**Job:** Write the next part of the introduction on predicting crystal stability with neural networks, picking up after its final sentence.

Introduction

The formation energy of a crystal is a key metric of its stability and synthesizability. It is typically defined relative to constituent unary/binary phases (Ef) or the stable linear combination of competing phases in the phase diagram (Ehull, or energy above convex hull)1. In recent years, machine learning (ML) models trained on density functional theory (DFT)2 calculations have garnered widespread interest as a means to scale quantitative predictions of materials properties3,4,5,6,7, including energies of crystals. However, most previous efforts at predicting Ef or Ehull of crystals5,8,9,10,11,12 using ML models have yielded mean absolute errors (MAEs) of 70–100 meV atom−1, falling far short of the necessary accuracy for useful crystal stability predictions. This is because approximately 90% of the crystals in the Inorganic Crystal Structure Database (ICSD) have Ehull < 70 meV atom−113, and the errors of DFT-calculated formation energies of ternary oxides from binary oxides relative to experiments are ~ 24 meV atom−114.

We propose to approach the crystal stability prediction problem by using artificial neural networks (ANNs)15, i.e., algorithms that are loosely modeled on the animal brain, to quantify well-established chemical intuition. The Pauling electronegativity and ionic radii guide much of our understanding about the bonding and stability of crystals today, for example, in the form of Pauling’s five rules16 and the Goldschmidt tolerance factor for perovskites17. Though these rules are qualitative in nature, their great success points to the potential existence of a direct relationship between crystal stability and these descriptors.

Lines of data
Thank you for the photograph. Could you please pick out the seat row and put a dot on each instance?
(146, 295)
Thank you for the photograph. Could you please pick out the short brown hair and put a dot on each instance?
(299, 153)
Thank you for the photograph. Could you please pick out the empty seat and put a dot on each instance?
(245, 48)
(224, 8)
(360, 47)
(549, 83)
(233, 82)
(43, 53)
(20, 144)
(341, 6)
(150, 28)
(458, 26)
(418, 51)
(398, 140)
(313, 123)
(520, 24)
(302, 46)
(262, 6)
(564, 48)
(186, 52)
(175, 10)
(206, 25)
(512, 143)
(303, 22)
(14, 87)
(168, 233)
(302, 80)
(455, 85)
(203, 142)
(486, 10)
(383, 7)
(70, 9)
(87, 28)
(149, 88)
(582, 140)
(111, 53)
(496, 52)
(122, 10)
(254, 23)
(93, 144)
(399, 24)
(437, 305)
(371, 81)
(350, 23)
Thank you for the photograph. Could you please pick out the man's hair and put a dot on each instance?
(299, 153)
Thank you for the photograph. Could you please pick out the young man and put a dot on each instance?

**Exercise response:**
To probe these relationships, we choose, as our initial model system, the garnets, a large family of crystals with widespread technological applications such as luminescent materials for solid-state lighting18 and lithium superionic conductors for rechargeable lithium-ion batteries19,20. Garnets have the general formula C3A2D3O12, where C, A and D denote the three cation sites with Wyckoff symbols 24c (dodecahedron), 16a (octahedron) and 24d (tetrahedron), respectively, in the prototypical cubic \(Ia\overline 3 d\) garnet crystal shown in Fig. 1a. The distinct coordination environments of the three sites result in different minimum ionic radii ratios (and hence, species preference) according to Pauling’s first rule. We further demonstrate the generalizability of our approach to the ABO3 perovskites (Fig. 1b), another broad class of technologically important crystals21,22,23,24,25.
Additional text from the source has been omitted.